- **DESCRIPTION OF THE TASK**
Each record has to be returned exactly as it appears.

[STUDY MATERIAL]

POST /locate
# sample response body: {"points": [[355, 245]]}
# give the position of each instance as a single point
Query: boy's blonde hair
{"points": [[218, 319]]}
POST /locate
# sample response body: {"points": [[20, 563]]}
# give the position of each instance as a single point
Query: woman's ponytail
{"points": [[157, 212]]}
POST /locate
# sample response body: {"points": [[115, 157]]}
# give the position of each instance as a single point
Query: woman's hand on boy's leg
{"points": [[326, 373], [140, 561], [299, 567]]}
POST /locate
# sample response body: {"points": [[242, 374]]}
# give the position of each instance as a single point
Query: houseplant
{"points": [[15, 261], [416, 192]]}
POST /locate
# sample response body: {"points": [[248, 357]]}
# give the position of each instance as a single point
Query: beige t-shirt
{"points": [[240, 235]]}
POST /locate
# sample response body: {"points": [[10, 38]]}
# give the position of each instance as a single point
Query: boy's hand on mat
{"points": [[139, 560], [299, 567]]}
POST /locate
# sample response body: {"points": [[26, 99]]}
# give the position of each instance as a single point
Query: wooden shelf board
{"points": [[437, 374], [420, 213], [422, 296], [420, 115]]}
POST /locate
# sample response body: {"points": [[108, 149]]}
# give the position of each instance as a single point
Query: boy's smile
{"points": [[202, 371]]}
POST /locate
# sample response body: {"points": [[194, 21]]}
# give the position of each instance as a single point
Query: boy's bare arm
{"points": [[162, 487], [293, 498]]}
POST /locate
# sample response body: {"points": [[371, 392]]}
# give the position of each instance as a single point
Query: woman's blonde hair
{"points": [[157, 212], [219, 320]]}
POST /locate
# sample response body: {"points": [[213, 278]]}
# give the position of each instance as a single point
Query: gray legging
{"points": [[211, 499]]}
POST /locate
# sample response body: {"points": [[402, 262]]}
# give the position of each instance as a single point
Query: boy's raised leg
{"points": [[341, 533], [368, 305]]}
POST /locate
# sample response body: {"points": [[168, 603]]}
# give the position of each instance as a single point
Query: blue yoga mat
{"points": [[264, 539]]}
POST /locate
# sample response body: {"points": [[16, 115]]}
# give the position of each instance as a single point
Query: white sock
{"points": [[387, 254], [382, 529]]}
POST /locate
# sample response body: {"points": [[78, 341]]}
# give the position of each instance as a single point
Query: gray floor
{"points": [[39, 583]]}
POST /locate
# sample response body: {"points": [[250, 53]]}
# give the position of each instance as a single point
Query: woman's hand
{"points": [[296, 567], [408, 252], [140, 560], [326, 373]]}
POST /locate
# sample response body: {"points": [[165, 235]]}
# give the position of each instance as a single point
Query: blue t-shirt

[/STUDY MATERIAL]

- **SOLUTION FOR THIS EXERCISE**
POST /locate
# sample response body: {"points": [[355, 245]]}
# give the position of each instance as a single point
Query: boy's blonde hair
{"points": [[218, 319]]}
POST /locate
# sample response body: {"points": [[20, 563]]}
# give the position of each instance as a single point
Query: woman's ponytail
{"points": [[157, 212]]}
POST /locate
# sample response body: {"points": [[115, 157]]}
# give the position of each instance as a single point
Query: woman's hand on boy's leg
{"points": [[326, 373], [140, 561], [299, 567]]}
POST /locate
# sample response body: {"points": [[242, 374]]}
# give the position of each instance as a single point
Query: houseplant
{"points": [[15, 261], [416, 192]]}
POST /locate
# sample response body: {"points": [[248, 357]]}
# give the position of each instance as a single point
Query: beige t-shirt
{"points": [[240, 235]]}
POST /locate
# sample response body: {"points": [[10, 38]]}
# give the position of each instance as a single point
Query: boy's hand on mat
{"points": [[139, 560], [299, 567]]}
POST /locate
# sample response body: {"points": [[26, 99]]}
# give the position of each instance as a single point
Query: wooden shelf board
{"points": [[437, 374], [420, 213], [422, 296], [420, 115]]}
POST /locate
# sample response body: {"points": [[108, 149]]}
# give the position of each instance as a single point
Query: boy's smile
{"points": [[202, 371]]}
POST /locate
# sample response body: {"points": [[194, 21]]}
# give the position of each instance as a single point
Query: boy's bare arm
{"points": [[162, 487], [293, 498]]}
POST /locate
# sample response body: {"points": [[371, 392]]}
# give the position of each instance as a single point
Query: woman's blonde hair
{"points": [[157, 212], [219, 320]]}
POST /locate
# sample response body: {"points": [[213, 278]]}
# give the position of each instance as a single point
Query: gray legging
{"points": [[211, 499]]}
POST /locate
# sample response body: {"points": [[402, 262]]}
# give the position of each instance as a single point
Query: boy's raised leg
{"points": [[341, 533], [368, 305]]}
POST /locate
# sample response body: {"points": [[168, 603]]}
# give the position of each instance as a single point
Query: blue yoga mat
{"points": [[264, 539]]}
POST /locate
# sample response body: {"points": [[16, 115]]}
# give the position of each instance as a single point
Query: white sock
{"points": [[387, 254], [382, 529]]}
POST /locate
# sample response body: {"points": [[78, 341]]}
# give the position of each instance as a single point
Query: gray floor
{"points": [[39, 583]]}
POST /locate
# sample response body: {"points": [[250, 53]]}
# give the position of each instance as a single point
Query: woman's hand
{"points": [[296, 567], [408, 252], [140, 560], [326, 373]]}
POST /locate
# sample response body: {"points": [[165, 235]]}
# give the position of each instance as a single point
Query: blue t-shirt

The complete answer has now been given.